**OEFENTEKST:**
---------------
Geen snoep voor ons kind!
Ons kind. Dat zou een fijn kind gaan worden, zo fantaseerde ik tijdens mijn eerste zwangerschap. Het zou nooit in de winkel gaan krijsen om snoep of koek, want het zou tevreden aan een wortel zitten te knabbelen. Ons kind zou ook nooit bij mij óf bij anderen om iets zoets vragen. Wij zouden het namelijk heel bewust gaan opvoeden zonder onnodige suikers. Want: dat hebben kinderen helemaal niet nodig. Toch?
Onze dochter werd geboren en natúúrlijk gaf ik borstvoeding. Ik was namelijk een bewuste moeder. Zo makkelijk als dat klinkt, van die borstvoeding, zo makkelijk ging het helemaal niet. Kloven, spruw en ontstekingen zorgden ervoor dat ik na vier maanden het hele huis bij elkaar vloekte en mijn man naar de winkel stuurde voor flesvoeding. Wat een verademing was dat.
Met het plan van de suiker ging het stukken beter. Dat gaven we niet en dat ging ons goed af. Soms moesten we oma eens boos aankijken als er een hapje slagroom richting haar mondje ging (en kregen we een verontwaardigde blik terug). En bij de supermarkt werd ik soms wat raar aangekeken als ik voor de zoveelste keer ‘nee’ antwoordde op de vraag ‘Mag zij een koekje?’ Maar dat trok ik wel.
---------------
**AANGELEVERDE GEGEVENS:**

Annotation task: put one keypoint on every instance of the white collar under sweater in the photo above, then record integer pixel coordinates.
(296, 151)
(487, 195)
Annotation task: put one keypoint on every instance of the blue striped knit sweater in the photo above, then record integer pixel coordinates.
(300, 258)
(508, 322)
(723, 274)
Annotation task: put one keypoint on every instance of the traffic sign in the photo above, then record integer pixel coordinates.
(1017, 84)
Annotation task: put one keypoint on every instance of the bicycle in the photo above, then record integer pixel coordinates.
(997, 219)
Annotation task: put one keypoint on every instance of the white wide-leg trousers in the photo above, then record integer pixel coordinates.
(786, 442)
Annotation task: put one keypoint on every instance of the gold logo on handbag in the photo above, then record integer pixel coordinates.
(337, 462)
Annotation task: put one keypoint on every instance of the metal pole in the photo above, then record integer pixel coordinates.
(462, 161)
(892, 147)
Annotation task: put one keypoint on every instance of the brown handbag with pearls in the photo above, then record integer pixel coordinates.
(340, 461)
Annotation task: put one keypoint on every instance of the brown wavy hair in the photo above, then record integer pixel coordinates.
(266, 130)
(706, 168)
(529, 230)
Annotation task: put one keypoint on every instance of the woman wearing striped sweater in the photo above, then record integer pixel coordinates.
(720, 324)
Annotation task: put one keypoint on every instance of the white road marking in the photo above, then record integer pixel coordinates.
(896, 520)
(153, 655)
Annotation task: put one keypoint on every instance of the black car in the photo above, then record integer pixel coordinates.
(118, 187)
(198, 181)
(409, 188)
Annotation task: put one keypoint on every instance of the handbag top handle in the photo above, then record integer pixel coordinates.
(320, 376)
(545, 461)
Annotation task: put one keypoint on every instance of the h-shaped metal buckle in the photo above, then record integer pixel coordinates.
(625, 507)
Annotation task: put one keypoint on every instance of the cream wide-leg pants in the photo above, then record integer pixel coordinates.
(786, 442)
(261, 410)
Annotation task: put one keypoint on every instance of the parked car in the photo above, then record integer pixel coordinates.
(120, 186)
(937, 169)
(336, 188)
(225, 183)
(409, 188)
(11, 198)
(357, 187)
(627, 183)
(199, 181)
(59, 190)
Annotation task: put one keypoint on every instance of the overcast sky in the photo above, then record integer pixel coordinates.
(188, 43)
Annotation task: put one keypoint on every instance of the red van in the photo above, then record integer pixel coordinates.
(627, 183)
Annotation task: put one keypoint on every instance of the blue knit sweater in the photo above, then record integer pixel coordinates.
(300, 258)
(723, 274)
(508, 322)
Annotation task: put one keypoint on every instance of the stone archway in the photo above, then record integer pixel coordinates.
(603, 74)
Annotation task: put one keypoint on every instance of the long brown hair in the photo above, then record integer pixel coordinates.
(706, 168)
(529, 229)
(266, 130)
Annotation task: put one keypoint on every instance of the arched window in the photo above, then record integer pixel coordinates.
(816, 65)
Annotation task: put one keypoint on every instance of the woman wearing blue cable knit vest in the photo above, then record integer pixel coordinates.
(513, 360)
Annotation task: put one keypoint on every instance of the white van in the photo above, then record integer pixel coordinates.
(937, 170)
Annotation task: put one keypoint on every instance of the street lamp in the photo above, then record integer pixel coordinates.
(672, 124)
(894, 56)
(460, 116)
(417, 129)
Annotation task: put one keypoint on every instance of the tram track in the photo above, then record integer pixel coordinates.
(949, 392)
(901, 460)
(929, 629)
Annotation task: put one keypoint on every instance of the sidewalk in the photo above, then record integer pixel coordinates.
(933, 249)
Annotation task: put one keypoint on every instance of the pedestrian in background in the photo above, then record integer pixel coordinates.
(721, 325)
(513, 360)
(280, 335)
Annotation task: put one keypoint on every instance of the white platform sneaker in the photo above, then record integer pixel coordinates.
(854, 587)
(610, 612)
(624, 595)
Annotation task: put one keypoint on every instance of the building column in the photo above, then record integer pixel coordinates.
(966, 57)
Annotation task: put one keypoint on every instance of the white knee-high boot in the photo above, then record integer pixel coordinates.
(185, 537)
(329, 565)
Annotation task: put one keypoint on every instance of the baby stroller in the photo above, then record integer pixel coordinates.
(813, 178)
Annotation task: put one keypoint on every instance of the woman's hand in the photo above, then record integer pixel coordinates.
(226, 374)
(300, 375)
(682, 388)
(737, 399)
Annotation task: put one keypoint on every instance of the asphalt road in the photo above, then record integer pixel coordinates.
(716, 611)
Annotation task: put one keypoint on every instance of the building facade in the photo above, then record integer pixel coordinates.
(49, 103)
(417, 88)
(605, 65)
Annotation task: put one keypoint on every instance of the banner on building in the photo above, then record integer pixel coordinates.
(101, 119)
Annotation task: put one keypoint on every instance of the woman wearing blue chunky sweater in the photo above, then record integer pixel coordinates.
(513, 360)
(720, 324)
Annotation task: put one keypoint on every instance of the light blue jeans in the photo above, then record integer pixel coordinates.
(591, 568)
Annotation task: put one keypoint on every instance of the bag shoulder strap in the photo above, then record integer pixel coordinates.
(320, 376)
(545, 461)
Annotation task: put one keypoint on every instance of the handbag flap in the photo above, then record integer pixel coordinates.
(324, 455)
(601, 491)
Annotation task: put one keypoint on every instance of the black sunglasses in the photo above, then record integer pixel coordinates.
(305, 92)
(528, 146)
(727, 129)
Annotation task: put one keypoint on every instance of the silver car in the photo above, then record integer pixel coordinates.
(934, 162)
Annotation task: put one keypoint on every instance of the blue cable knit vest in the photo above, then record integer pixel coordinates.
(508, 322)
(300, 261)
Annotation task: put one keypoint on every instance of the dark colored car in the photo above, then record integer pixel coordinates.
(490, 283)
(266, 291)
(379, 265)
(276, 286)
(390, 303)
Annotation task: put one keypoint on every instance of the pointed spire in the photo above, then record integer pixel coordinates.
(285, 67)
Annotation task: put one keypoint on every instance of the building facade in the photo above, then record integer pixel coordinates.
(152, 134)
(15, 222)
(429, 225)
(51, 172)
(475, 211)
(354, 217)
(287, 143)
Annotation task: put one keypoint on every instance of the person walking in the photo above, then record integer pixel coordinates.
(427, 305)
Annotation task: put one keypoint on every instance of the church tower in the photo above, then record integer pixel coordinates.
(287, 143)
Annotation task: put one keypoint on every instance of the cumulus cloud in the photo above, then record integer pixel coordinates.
---------------
**OEFENDOEL:** Ga verder met de tekst over het opvoeden zonder suiker en schrijf door na de laatste zin. De aangeleverde gegevens heb je bij deze opdracht niet nodig.

**UITWERKING:**
We merkten dat het vanaf haar tweede lastiger werd om vol te houden. Op verjaardagen keken mensen ons kind vol medelijden aan als ik zei dat mijn tweejarige geen stuk taart hoefde, maar dat ik haar wel mijn meegebrachte (biologische!) rozijntjes zou geven. De volwassenen die haar, mijn peutertje, met een zielig stemmetje zeiden: ‘wat heb jij een ‘gemene mama!’,kon ik wel slaan. Maar dat deed ik niet, want dat komt de stemming op zo’n verjaardag meestal niet ten goede.
Ik werd, naarmate ze iets ouder werd, iets losser, maar hield ons plan nog wel voor ogen. We hadden er inmiddels een tweede dochter bij gekregen en ook haar zou ik niet gaan volstouwen met geraffineerde suikers. Mensen die mij zeiden dat ik ‘dit’ echt niet vol ging houden, moesten mij eens leren kennen: ik zou dat héél lang volhouden.
Oké. Die mensen die dat gezegd hadden, kregen wel een beetje gelijk: ik ging de strijd steeds minder aan en mijn oudste vond het heerlijk al die lange vingers en winegums die ze bij anderen kreeg. En soms zelfs ook van ons…. Maar mijn jongste, inmiddels twee jaar oud, díe was daar niet aan toe. Vond ik. Dat zij er anders over dacht bleek uit haar reactie op mijn ‘ Zal mama eens een lekkere rijstwafel voor jou pakken?’.
‘Nee!’ Krijste zij woest. ‘Ik wil snoep of chocola!’
Toch jammer. Wortelplan mislukt.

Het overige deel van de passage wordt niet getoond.